**What you are asked to do:** Copy each entry exactly, leaving nothing out.

(Input material)

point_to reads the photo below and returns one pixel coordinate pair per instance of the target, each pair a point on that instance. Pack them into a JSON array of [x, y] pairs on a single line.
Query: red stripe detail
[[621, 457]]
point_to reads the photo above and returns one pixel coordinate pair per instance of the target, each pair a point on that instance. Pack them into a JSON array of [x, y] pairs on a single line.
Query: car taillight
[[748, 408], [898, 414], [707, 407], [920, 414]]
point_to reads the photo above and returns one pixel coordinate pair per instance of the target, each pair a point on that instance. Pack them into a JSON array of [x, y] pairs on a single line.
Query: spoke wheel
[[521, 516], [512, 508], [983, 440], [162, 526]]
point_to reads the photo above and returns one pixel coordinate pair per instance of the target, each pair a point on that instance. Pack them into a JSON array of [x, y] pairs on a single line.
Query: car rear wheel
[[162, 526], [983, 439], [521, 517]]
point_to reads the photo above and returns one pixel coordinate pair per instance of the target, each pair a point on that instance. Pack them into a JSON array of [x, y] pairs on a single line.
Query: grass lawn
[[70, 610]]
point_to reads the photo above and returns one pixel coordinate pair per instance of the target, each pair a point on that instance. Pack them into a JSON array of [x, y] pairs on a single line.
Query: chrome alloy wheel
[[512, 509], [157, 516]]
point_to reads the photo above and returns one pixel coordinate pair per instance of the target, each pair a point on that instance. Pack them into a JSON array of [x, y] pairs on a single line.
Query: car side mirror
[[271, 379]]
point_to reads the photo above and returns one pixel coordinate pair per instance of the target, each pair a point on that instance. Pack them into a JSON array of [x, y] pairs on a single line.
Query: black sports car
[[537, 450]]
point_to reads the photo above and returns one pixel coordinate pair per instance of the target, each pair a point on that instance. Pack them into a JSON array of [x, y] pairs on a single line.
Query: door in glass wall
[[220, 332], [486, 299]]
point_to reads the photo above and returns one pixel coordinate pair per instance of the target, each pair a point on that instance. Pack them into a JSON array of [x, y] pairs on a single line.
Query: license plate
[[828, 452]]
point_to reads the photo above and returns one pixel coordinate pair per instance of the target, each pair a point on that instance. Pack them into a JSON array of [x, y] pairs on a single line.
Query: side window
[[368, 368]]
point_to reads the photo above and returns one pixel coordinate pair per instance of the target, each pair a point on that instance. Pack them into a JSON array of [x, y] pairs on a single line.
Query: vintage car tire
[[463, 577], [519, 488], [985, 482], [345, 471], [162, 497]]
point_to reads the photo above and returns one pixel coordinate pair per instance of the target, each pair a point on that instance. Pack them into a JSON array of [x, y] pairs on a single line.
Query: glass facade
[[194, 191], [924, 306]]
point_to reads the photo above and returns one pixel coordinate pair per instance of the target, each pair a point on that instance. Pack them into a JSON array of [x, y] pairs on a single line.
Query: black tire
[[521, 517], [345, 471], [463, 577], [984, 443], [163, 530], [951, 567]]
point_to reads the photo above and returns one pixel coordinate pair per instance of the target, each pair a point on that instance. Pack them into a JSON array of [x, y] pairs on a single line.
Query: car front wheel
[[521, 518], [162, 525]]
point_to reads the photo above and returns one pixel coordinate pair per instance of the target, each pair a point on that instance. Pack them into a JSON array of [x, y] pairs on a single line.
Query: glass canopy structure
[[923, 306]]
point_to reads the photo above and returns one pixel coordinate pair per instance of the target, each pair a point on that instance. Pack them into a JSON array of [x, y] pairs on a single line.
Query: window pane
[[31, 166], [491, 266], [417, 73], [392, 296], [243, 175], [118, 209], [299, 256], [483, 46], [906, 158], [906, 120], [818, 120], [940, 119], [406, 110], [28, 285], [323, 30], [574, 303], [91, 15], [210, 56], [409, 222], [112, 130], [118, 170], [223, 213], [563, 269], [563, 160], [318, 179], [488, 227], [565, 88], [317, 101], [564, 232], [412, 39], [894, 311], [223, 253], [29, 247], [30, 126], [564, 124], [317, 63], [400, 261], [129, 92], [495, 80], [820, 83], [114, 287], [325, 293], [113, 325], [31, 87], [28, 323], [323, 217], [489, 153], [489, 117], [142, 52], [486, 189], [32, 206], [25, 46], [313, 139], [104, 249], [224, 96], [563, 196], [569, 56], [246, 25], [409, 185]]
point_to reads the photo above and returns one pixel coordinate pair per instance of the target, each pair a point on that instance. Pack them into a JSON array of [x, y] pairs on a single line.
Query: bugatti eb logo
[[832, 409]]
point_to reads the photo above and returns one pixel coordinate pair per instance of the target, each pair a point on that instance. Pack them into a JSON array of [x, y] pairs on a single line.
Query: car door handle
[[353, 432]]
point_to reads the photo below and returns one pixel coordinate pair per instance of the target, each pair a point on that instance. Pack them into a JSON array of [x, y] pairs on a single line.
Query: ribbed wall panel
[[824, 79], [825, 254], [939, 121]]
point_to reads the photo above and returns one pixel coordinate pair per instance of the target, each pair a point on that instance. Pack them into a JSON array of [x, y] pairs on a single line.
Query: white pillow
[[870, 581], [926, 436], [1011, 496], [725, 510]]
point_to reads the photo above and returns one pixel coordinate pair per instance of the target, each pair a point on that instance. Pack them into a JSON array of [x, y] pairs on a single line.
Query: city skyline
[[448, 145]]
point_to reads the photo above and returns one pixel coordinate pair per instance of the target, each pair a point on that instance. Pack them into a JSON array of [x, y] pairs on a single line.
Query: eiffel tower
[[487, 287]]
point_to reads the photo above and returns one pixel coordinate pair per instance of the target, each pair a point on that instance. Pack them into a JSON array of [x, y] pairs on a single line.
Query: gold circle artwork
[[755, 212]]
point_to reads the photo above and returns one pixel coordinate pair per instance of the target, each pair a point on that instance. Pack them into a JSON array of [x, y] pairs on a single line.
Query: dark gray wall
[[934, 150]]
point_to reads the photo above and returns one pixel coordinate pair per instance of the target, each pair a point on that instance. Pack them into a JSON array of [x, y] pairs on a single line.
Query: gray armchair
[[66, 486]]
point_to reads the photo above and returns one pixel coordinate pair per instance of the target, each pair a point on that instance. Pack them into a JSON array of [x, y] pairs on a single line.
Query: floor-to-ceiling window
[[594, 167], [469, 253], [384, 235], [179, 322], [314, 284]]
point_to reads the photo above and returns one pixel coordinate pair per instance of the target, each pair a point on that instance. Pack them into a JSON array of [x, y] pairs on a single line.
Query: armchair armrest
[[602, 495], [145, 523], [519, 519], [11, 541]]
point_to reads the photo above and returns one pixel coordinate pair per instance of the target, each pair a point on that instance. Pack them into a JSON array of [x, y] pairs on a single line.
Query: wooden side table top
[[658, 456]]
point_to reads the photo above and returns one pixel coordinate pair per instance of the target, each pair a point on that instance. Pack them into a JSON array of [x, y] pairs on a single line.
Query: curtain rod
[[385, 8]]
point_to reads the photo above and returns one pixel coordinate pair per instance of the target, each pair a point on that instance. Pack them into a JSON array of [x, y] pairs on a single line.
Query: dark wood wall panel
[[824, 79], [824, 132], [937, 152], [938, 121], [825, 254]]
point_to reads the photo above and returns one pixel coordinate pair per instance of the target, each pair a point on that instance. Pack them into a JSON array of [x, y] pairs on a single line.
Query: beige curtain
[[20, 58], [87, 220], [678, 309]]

(End Input material)

**Worked solution:**
point_to reads the photo below and returns one pixel coordinate pair per instance of the target, each pair a point on that instance. Pack them into a JSON array of [x, y] pairs on a single line.
Query: red stripe detail
[[621, 457]]
point_to reads the photo above and returns one pixel coordinate pair per instance of the target, each pair a point on that instance. Pack them into a JSON array of [x, y] pairs on a single line.
Query: car taillight
[[748, 408], [898, 414], [707, 407], [920, 414]]
point_to reads the photo above and returns one pixel coordinate pair per instance of the target, each pair a point on that instance. Pack them into a JSON array of [x, y] pairs on a single line.
Query: spoke wheel
[[521, 516], [512, 508], [983, 440], [162, 526]]
point_to reads the photo above and returns one pixel coordinate pair per instance of the target, each pair a point on that instance. Pack them into a JSON array of [x, y] pairs on a single line.
Query: car rear wheel
[[162, 526], [983, 439], [521, 517]]
point_to reads the photo above and returns one pixel coordinate pair per instance of the target, each pair a point on that instance. Pack them into a JSON array of [x, y] pairs on a single line.
Query: grass lawn
[[70, 610]]
point_to reads the photo above and returns one pixel coordinate pair per instance of the target, each pair a point on that instance. Pack them into a JSON array of [x, y] pairs on a single line.
Query: chrome alloy wheel
[[512, 509], [157, 516]]
point_to reads the photo above and returns one pixel coordinate pair per instance of the target, each pair a point on that instance. Pack them into a JSON array of [x, y] pairs on a single line.
Query: car side mirror
[[271, 379]]
point_to reads the photo above and returns one pixel coordinate pair per instance of the target, each pair a point on that instance. Pack them into a JSON array of [x, y] pairs on a single line.
Query: black sports car
[[537, 450]]
point_to reads the photo above and returns one pixel coordinate pair per instance of the target, each pair a point on that instance. Pack them into a JSON array of [x, y] pairs on a single line.
Query: door in glass wall
[[220, 332], [486, 299]]
point_to reads the photo above and returns one pixel coordinate pair per instance of the target, each pair a point on that instance. Pack them into a JSON array of [x, y] pairs on a single line.
Query: license plate
[[828, 452]]
point_to reads the photo above and returns one pixel coordinate pair per instance of the target, each pair a point on that instance. Pack them into a JSON array of [x, y] pairs on a single line.
Query: side window
[[368, 368]]
point_to reads the photo above and returns one pixel coordinate pair per instance of the target, each pair a point on that instance. Pack them into a JSON array of [x, y] pairs on a single line.
Query: vintage car tire
[[463, 577], [519, 488], [985, 482], [345, 471], [162, 497]]
point_to reads the photo above and returns one pixel coordinate pair per instance of the target, each pair a point on that instance. Pack them into a JSON array of [x, y] pairs on a single line.
Query: glass facade
[[194, 191], [924, 306]]
point_to reads the photo above and returns one pixel coordinate pair per instance of the target, each pair a point on that instance. Pack them into a JSON array of [x, y] pairs on a single line.
Query: black tire
[[521, 517], [345, 471], [463, 577], [984, 443], [163, 530], [951, 567]]
point_to reads the photo above and returns one pixel coordinate pair per instance of the target, each pair a point on that instance. Pack them into a JSON array of [x, y] pairs on a single line.
Query: car front wheel
[[521, 518], [162, 525]]
point_to reads the photo above and returns one pixel coordinate pair per instance of the target, each pair a point on that instance. Pack them into a JSON array of [x, y] pairs on a single line.
Query: glass canopy structure
[[923, 306]]
point_to reads the photo above and returns one pixel coordinate pair per instance of the target, each pair a point on that instance. Pack them into a JSON array of [x, y] pairs on a single line.
Query: window pane
[[31, 166], [491, 266], [417, 73], [392, 296], [243, 175], [118, 209], [299, 256], [483, 46], [906, 158], [906, 120], [818, 120], [940, 119], [406, 110], [28, 285], [323, 30], [574, 303], [91, 15], [210, 56], [409, 222], [112, 130], [118, 170], [223, 213], [563, 269], [563, 160], [318, 179], [488, 227], [565, 88], [317, 101], [564, 232], [412, 39], [894, 311], [223, 253], [29, 247], [30, 126], [564, 124], [317, 63], [400, 261], [129, 92], [495, 80], [820, 83], [114, 287], [325, 293], [113, 325], [31, 87], [28, 323], [323, 217], [489, 153], [489, 117], [142, 52], [486, 189], [32, 206], [25, 46], [313, 139], [104, 249], [224, 96], [563, 196], [569, 56], [246, 25], [409, 185]]
point_to reads the photo above and returns one pixel coordinate pair per instance of the target, each pair a point on that instance. Pack them into a JSON array of [x, y] pairs on a single line.
Query: bugatti eb logo
[[832, 409]]
point_to reads the photo above and returns one pixel coordinate pair per instance of the target, each pair a point on that instance. Pack them into a JSON array of [x, y] pairs on a single line.
Query: car door handle
[[353, 432]]
point_to reads the photo below and returns one pixel coordinate pair per instance of the target, each pair a point on that instance. Pack them into a JSON array of [x, y] pairs on a single line.
Query: ribbed wall panel
[[824, 79], [825, 254], [939, 121]]
point_to reads the photo above and returns one pixel coordinate pair per instance of the target, each pair a point on that instance. Pack them into a JSON array of [x, y] pairs on a single line.
Query: white pillow
[[870, 581], [926, 436], [1011, 496], [725, 510]]
point_to reads the photo above and returns one pixel coordinate pair per instance of the target, each pair a point on that instance. Pack them into a JSON array of [x, y] pairs on a single line.
Query: city skyline
[[448, 145]]
point_to reads the photo above and returns one pixel coordinate pair per instance of the target, each pair a point on that instance. Pack them into a JSON array of [x, y] pairs on a single line.
Query: eiffel tower
[[487, 287]]
point_to reads the photo above and returns one pixel coordinate pair per instance of the target, each pair a point on that instance. Pack them into a JSON array of [x, y] pairs on a single line.
Query: gold circle artwork
[[755, 212]]
point_to reads the photo above and returns one pixel coordinate pair per instance of the target, each pair a point on that instance. Pack them into a JSON array of [x, y] pairs on a single line.
Query: dark gray wall
[[934, 150]]
point_to reads the photo above and returns one pixel coordinate pair per instance of the target, each pair a point on that instance. Pack them into a JSON array of [x, y] pairs on a single line.
Query: gray armchair
[[66, 486]]
point_to reads the photo above and returns one pixel coordinate pair per instance of the target, each pair a point on that instance. Pack them into a JSON array of [x, y] pairs on a single line.
Query: floor-to-ceiling window
[[594, 167], [469, 253], [384, 235], [179, 322], [314, 284]]
point_to reads the photo above and returns one pixel coordinate pair per instance of the target, each pair a point on that instance. Pack them into a JSON array of [x, y] pairs on a single line.
Query: armchair armrest
[[602, 495], [145, 523], [519, 519], [11, 541]]
point_to reads the photo above and returns one pixel coordinate pair per instance of the target, each pair a point on that instance. Pack them into a JSON array of [x, y] pairs on a single line.
Query: wooden side table top
[[658, 456]]
point_to reads the photo above and returns one pixel coordinate pair per instance of the target, each pair a point on that instance. Pack them into a JSON array of [x, y] pairs on a single line.
Query: curtain rod
[[385, 8]]
point_to reads the photo above and returns one pixel coordinate pair per instance of the target, each pair a point on that instance. Pack them into a JSON array of [x, y] pairs on a single line.
Query: dark wood wall panel
[[824, 79], [824, 132], [937, 152], [938, 121], [825, 254]]
point_to reads the photo above and returns one pixel coordinate pair per instance of the target, each pair a point on that instance. Pack them into a JSON array of [x, y] pairs on a single line.
Query: beige curtain
[[20, 58], [87, 220], [678, 309]]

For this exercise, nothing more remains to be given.